▶ [Tarefa proposta]: Cite literalmente, da resenha de O Livro do Juízo Final reproduzida abaixo, todo o trecho que vai desde "A viagem de" até "sucumbir à doença.".

▶ [Trecho apresentado]:
++++++++++++++++++++

Marcio Garcia 16/02/2021
Esperança e impotência, fé e desespero, empatia e ódio
Como não gostar de um livro que te mostra os limites do ser humano? "O Livro do Juízo Final" não é somente uma aventura de viagem no tempo, é um livro sobre amizade, empatia, solidariedade, esperança, persistência, simplicidade, fé, mas também sobre arrogância, vaidade, impotência, tragédia.
A viagem de Kivrin, uma historiadora da Universidade de Oxford em 2054, à idade média apresenta um relato que ela, como uma forma de ironizar as preocupações do seu tutor sobre sua viagem, o Sr. Dunsworth, chama de "O Livro do Juízo Final", em referência aos textos sobre a Peste Negra do irmão John Clyn, um frade que viveu na Irlanda, e relatou o que viveu e viu antes de também sucumbir à doença.
O ano escolhido é 1320, cerca de 28 anos antes da Peste Negra chegar à Inglaterra. Dunsworth tenta dissuadi-la de ir, uma vez que a Peste não é o que o preocupa em 1320, mas sim porque estão mandando uma jovem historiadora, sozinha, para o meio das demais doenças da época (cólera, tifo,...), degoladores, estupradores e fogueiras de bruxas. Dunsworth não consegue dissuadir Kivrin, que almeja fazer essa viagem.
O salto (forma como a viagem no tempo é conhecida) está sendo coordenado pelo Sr. Gilchrist, o arrogante substituto do Sr. Basingame, diretor do Departamento de História, durante a ausência deste para suas férias na Escócia. Nota-se que esta viagem está sendo preparada totalmente fora dos protocolos normais, antecipando cronogramas, alterando classificações de risco, em uma época de preparação para o Natal, com pouco pessoal qualificado disponível.
O fato é que o salto acontece, mas logo após, o técnico responsável, Badri, acredita que há algo errado, comunica o fato a Dunsworth e cai prostrado, vítima de um vírus que atinge Oxford, deixando a cidade e arredores em quarentena.

++++++++++++++++++++

(Entradas de dados armazenados)
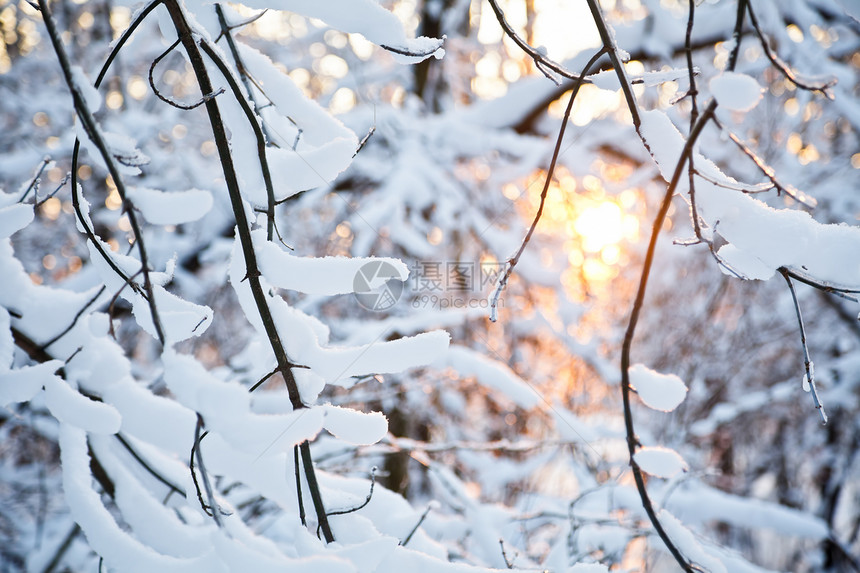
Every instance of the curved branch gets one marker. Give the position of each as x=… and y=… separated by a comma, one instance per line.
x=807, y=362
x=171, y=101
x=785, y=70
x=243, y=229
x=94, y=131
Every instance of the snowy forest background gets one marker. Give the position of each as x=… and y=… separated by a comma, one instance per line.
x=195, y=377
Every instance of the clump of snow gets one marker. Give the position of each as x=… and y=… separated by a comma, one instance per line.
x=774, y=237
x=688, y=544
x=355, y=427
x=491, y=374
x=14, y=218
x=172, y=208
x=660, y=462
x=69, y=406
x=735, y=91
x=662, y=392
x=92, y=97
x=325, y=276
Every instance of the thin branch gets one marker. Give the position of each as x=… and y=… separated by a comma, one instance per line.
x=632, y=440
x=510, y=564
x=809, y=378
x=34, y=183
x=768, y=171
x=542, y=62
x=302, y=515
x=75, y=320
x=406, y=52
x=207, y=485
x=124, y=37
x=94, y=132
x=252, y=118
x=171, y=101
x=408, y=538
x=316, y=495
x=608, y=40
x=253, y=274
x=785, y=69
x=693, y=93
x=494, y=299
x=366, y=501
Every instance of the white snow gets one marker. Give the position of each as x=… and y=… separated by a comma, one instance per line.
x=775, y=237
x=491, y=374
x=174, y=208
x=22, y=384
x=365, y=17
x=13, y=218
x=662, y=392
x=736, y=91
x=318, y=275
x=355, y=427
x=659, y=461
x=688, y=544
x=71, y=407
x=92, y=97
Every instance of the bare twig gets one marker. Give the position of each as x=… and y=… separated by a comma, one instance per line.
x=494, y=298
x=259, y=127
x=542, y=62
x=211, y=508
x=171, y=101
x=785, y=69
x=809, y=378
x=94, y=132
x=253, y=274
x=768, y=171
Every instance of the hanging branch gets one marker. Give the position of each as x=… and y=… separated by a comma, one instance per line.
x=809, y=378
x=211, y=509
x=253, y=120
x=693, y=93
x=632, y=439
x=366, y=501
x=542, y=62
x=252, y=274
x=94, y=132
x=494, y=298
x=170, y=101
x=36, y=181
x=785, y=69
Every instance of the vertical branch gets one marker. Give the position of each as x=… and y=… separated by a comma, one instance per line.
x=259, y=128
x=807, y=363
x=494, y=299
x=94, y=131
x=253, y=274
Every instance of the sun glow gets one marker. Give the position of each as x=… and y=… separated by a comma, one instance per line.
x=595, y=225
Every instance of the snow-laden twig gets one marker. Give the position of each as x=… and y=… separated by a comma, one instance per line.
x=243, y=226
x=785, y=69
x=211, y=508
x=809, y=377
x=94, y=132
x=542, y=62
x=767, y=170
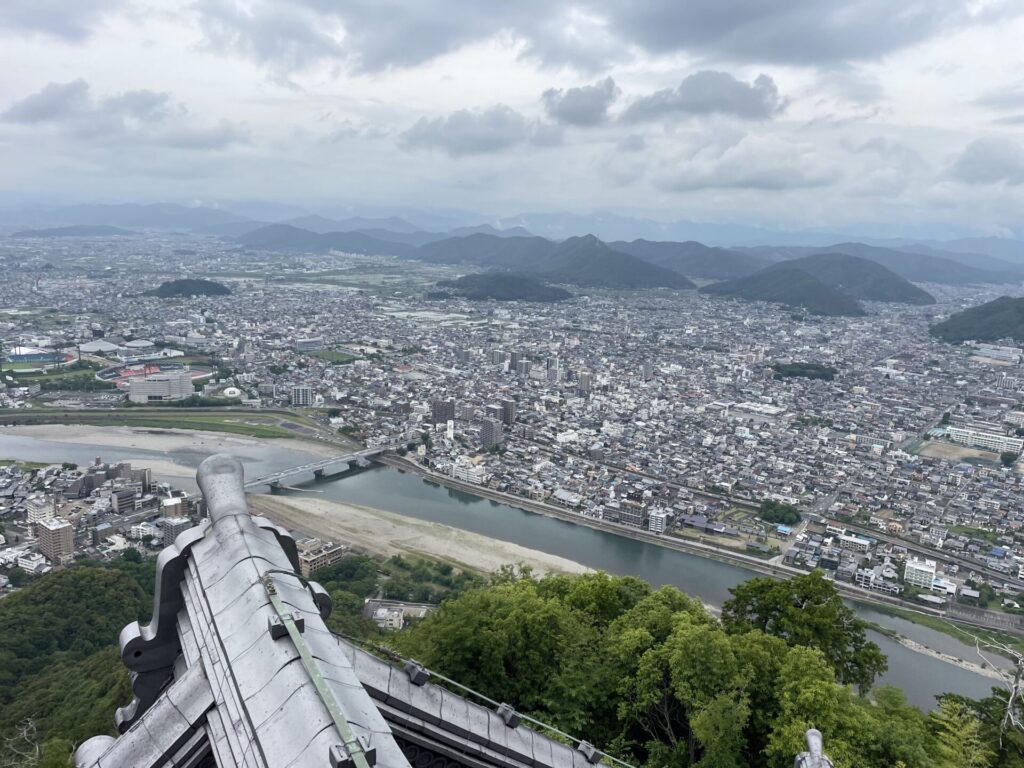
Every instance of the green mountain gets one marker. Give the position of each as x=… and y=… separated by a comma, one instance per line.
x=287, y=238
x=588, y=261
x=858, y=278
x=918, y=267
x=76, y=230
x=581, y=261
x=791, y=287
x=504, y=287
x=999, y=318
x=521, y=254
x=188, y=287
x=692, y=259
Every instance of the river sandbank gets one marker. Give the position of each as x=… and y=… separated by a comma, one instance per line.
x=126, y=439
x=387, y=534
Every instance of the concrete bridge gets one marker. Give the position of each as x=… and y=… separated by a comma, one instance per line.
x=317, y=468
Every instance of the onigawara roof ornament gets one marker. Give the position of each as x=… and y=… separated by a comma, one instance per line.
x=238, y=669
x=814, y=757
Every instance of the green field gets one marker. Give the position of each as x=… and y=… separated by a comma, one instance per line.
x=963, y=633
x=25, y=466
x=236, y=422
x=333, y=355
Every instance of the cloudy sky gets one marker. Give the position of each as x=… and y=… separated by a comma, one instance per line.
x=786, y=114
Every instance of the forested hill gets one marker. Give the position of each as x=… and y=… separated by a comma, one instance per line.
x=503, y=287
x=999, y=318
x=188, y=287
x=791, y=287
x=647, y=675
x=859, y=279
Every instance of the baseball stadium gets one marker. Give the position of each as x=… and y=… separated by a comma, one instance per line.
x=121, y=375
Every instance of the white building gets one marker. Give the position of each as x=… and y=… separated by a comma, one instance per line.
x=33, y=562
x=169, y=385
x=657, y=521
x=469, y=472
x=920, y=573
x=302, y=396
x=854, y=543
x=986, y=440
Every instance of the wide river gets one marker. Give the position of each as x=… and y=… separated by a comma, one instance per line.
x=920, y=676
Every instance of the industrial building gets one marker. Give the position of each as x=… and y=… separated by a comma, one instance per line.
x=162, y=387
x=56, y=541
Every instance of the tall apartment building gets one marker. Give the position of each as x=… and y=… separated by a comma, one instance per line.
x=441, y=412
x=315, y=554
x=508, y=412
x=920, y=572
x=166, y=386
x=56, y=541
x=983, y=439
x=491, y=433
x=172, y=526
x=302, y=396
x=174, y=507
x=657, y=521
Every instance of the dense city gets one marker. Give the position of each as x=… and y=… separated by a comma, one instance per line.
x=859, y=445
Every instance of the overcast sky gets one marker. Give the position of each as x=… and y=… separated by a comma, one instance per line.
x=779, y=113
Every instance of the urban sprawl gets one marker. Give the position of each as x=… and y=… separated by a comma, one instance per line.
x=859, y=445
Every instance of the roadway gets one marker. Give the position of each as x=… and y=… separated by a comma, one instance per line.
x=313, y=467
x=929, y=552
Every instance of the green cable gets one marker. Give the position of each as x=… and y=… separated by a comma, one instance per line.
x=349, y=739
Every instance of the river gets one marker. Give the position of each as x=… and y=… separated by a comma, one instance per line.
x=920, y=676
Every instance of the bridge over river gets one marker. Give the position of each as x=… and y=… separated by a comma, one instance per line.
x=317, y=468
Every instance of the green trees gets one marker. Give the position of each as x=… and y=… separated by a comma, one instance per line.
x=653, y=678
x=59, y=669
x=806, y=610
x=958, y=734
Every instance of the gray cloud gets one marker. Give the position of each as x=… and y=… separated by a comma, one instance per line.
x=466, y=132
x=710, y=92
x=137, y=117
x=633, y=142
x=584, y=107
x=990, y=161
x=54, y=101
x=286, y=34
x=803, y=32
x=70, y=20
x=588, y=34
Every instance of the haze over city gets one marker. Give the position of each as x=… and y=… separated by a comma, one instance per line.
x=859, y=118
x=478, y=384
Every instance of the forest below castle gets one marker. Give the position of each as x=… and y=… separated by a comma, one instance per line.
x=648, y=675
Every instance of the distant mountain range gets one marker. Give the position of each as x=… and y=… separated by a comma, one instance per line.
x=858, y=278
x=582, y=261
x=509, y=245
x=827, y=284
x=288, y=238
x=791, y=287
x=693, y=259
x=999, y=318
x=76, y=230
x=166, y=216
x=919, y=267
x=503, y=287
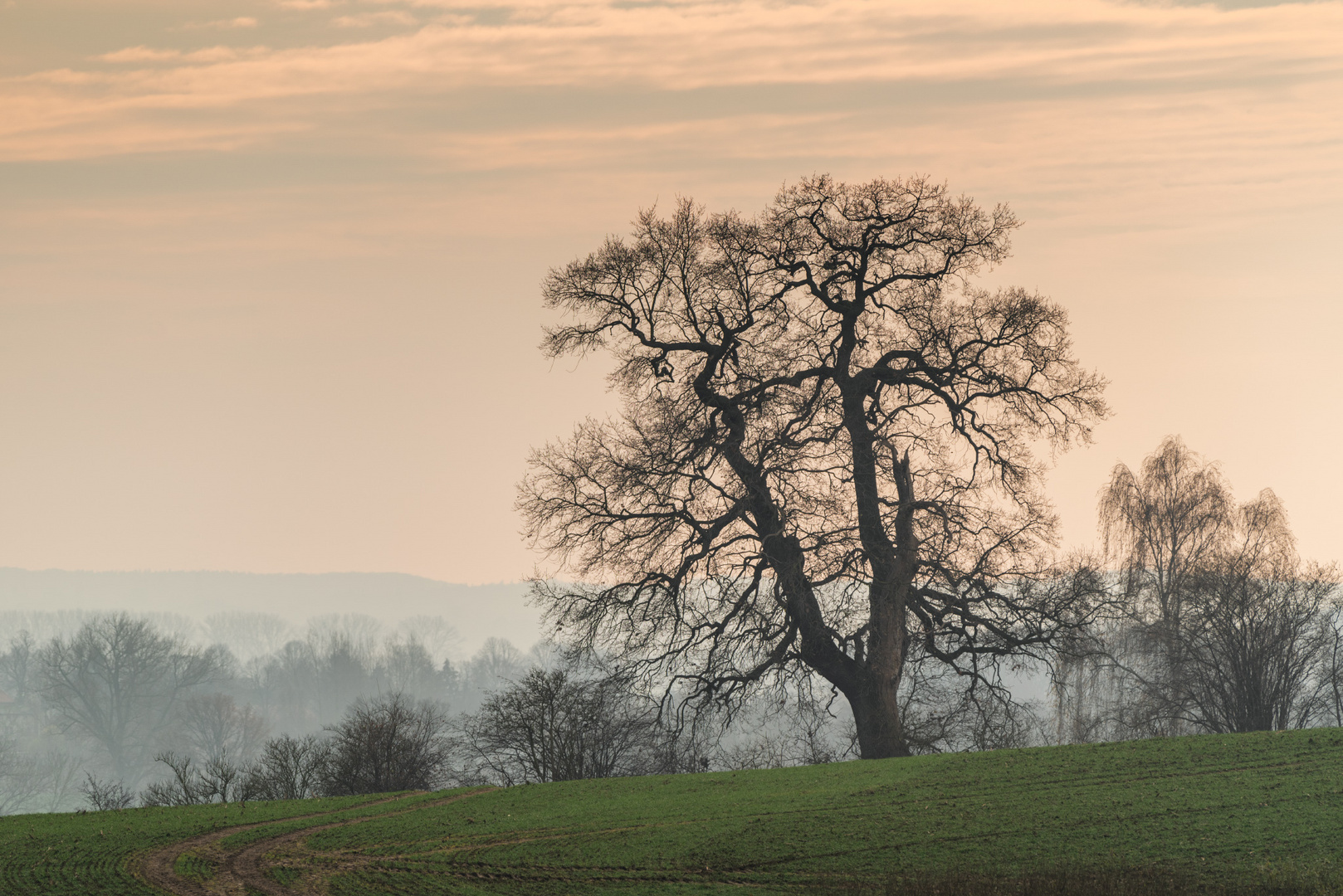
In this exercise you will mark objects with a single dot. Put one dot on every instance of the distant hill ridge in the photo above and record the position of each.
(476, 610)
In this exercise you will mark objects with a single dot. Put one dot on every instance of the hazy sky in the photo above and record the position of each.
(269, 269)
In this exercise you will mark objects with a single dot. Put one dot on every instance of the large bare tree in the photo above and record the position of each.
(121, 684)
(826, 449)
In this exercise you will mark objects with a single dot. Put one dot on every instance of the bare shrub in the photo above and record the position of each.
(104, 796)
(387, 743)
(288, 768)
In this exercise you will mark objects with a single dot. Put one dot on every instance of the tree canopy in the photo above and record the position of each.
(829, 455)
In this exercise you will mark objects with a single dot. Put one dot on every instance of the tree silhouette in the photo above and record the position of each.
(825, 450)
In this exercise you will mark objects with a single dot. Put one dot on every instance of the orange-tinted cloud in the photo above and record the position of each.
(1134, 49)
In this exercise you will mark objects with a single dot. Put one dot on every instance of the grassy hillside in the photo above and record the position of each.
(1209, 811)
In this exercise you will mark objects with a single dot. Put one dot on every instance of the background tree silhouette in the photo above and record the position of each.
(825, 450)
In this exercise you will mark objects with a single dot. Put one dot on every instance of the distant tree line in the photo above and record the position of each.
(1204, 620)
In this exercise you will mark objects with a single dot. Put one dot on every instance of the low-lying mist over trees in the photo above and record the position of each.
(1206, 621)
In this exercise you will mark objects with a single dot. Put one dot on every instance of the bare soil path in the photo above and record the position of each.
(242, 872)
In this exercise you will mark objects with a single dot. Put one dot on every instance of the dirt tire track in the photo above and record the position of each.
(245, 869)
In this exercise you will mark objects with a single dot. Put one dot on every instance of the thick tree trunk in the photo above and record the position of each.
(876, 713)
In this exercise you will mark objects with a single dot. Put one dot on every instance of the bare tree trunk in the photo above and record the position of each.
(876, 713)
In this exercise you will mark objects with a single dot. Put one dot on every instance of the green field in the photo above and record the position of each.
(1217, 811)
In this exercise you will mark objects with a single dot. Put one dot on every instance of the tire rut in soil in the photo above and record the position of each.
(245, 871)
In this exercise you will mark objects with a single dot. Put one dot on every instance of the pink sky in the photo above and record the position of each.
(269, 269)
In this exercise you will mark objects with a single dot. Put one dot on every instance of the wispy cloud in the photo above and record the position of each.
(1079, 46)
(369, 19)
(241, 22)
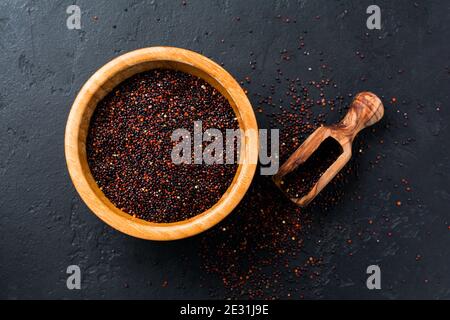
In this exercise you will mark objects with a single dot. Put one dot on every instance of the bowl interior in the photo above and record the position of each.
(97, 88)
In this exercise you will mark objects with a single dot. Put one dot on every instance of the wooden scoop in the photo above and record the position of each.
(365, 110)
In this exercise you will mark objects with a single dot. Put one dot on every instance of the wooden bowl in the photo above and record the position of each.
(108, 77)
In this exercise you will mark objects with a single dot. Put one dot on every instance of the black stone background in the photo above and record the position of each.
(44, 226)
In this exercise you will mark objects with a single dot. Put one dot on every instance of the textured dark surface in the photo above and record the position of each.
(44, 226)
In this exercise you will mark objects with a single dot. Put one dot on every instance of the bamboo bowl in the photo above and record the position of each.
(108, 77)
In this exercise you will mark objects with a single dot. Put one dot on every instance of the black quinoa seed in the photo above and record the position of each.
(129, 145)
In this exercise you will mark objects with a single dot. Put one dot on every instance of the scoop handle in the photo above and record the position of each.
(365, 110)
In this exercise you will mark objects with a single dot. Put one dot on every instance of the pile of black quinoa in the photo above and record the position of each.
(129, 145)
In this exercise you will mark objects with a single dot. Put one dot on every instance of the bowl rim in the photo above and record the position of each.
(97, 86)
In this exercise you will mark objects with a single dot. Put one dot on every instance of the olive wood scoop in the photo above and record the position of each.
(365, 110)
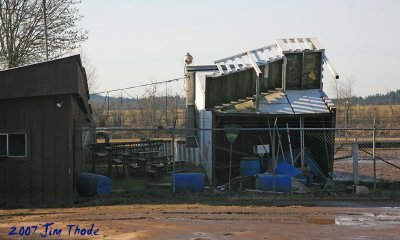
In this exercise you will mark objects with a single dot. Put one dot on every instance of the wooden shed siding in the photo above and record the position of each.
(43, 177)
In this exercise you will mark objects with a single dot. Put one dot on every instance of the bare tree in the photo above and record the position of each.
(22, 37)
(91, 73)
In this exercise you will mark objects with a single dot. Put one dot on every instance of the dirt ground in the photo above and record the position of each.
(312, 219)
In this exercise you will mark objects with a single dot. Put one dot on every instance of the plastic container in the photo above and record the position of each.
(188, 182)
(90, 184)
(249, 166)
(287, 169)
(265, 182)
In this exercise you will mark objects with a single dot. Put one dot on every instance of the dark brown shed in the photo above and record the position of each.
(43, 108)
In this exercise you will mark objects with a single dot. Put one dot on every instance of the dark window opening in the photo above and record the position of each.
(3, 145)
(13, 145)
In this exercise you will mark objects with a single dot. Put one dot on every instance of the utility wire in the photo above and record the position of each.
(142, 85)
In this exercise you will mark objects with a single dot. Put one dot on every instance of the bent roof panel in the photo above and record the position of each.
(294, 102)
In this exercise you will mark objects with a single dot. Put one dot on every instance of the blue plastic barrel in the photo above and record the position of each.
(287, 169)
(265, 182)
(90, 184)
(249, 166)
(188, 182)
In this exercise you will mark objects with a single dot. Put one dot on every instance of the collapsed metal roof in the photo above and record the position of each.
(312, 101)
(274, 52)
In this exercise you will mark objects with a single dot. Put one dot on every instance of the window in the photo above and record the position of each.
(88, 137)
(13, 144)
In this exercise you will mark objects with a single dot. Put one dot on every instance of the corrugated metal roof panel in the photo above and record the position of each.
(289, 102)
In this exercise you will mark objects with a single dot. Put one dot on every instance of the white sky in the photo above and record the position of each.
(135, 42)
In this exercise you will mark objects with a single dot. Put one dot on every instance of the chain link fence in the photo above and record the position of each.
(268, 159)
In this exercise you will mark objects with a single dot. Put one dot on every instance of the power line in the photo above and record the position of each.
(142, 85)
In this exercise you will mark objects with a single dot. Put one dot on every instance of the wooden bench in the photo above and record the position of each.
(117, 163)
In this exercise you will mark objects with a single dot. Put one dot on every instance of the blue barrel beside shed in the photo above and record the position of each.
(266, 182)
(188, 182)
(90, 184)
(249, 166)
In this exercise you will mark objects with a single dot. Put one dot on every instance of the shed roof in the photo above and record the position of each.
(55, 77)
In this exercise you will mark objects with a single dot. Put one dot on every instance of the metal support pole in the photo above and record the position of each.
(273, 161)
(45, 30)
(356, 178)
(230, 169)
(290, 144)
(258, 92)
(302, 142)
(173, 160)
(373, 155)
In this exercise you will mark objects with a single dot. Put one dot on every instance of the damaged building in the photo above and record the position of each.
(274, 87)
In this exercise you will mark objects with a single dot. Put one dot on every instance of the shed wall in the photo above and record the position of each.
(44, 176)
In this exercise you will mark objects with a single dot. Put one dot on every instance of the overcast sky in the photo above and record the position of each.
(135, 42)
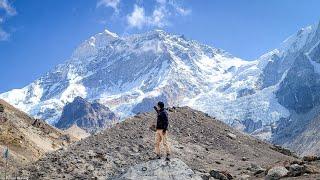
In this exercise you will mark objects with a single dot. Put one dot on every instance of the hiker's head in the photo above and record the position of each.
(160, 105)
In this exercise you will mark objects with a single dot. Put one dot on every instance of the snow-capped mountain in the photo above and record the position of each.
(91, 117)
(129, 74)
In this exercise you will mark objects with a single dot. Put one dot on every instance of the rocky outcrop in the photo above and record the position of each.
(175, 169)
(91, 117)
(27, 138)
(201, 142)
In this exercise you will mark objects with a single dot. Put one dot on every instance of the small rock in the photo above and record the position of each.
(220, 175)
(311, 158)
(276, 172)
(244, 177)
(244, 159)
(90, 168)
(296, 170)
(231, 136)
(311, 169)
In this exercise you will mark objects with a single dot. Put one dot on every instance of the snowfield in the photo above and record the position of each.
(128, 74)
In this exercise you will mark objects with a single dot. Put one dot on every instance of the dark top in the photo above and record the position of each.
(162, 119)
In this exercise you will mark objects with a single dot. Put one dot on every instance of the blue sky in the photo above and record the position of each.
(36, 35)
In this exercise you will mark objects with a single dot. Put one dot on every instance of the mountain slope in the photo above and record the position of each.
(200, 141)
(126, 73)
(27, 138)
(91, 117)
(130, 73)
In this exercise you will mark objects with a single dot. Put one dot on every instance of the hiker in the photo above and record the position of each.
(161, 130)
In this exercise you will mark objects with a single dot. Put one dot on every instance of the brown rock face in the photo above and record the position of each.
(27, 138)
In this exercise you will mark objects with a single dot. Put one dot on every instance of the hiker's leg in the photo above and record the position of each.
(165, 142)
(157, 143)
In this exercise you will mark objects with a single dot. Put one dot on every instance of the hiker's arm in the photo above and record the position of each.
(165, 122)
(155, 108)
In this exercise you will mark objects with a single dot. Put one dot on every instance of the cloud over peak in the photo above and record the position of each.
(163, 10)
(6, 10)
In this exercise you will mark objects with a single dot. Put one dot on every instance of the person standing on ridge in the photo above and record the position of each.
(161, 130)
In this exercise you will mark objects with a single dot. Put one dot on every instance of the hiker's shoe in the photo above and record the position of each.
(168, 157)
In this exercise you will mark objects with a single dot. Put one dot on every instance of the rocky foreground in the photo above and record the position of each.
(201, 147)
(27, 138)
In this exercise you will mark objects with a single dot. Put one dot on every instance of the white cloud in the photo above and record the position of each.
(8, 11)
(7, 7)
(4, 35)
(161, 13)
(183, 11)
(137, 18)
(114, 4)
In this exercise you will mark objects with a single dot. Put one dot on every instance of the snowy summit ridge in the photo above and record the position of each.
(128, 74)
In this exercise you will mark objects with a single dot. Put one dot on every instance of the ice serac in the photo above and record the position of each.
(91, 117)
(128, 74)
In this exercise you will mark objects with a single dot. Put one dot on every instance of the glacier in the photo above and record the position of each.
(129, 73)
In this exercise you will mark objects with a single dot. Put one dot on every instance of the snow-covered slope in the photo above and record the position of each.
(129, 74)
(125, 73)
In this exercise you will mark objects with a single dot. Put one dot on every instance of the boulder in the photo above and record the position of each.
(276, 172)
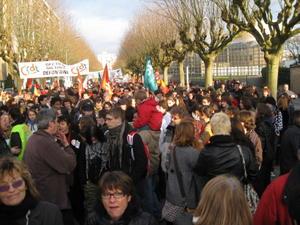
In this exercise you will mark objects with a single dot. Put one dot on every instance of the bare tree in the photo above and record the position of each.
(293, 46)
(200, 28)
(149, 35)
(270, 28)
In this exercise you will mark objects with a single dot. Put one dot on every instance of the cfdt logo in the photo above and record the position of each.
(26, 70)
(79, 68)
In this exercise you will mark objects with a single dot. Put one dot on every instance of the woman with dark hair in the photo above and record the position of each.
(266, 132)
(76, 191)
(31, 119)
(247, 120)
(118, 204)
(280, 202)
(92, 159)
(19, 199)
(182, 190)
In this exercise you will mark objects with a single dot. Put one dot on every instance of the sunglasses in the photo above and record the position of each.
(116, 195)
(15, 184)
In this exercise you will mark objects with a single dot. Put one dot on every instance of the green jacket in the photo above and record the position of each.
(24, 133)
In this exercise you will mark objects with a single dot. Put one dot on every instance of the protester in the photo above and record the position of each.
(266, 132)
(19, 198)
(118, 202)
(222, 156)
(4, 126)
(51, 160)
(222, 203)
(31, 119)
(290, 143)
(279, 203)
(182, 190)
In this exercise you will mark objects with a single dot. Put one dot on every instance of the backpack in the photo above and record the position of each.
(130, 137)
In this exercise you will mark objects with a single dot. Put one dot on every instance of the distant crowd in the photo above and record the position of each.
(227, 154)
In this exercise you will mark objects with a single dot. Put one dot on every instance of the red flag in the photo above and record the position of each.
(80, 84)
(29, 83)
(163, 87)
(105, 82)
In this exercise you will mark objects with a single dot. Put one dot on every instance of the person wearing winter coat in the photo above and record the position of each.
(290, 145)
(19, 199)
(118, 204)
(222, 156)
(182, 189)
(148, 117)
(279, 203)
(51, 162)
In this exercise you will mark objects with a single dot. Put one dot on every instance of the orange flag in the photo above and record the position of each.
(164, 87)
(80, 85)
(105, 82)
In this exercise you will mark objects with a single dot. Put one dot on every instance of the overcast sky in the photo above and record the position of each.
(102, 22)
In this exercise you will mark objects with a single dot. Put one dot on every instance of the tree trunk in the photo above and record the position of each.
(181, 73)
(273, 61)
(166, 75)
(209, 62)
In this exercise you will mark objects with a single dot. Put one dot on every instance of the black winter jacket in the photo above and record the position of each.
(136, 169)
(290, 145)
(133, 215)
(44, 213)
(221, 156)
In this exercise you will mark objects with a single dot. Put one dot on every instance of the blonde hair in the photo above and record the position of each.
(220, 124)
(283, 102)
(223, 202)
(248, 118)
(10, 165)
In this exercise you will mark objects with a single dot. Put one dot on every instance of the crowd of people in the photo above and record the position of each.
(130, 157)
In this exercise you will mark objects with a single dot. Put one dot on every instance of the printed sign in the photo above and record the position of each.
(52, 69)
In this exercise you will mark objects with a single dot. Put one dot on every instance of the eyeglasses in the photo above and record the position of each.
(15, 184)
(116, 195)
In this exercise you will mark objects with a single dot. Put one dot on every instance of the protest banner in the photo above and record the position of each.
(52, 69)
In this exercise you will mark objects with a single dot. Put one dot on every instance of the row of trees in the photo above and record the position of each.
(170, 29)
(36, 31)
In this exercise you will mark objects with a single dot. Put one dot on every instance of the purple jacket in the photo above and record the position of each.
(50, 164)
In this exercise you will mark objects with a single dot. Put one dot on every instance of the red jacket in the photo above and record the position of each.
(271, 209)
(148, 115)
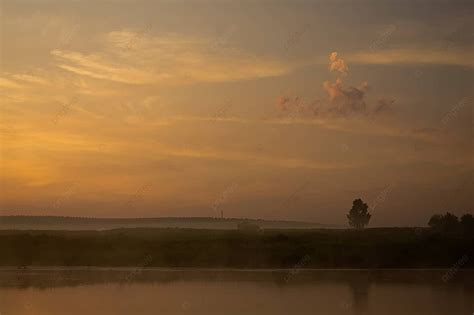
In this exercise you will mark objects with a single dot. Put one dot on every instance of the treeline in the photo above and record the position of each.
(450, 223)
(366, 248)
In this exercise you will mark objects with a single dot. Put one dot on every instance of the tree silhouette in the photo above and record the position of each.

++++++++++++++++++++

▶ [Resposta à tarefa]:
A viagem de Kivrin, uma historiadora da Universidade de Oxford em 2054, à idade média apresenta um relato que ela, como uma forma de ironizar as preocupações do seu tutor sobre sua viagem, o Sr. Dunsworth, chama de "O Livro do Juízo Final", em referência aos textos sobre a Peste Negra do irmão John Clyn, um frade que viveu na Irlanda, e relatou o que viveu e viu antes de também sucumbir à doença.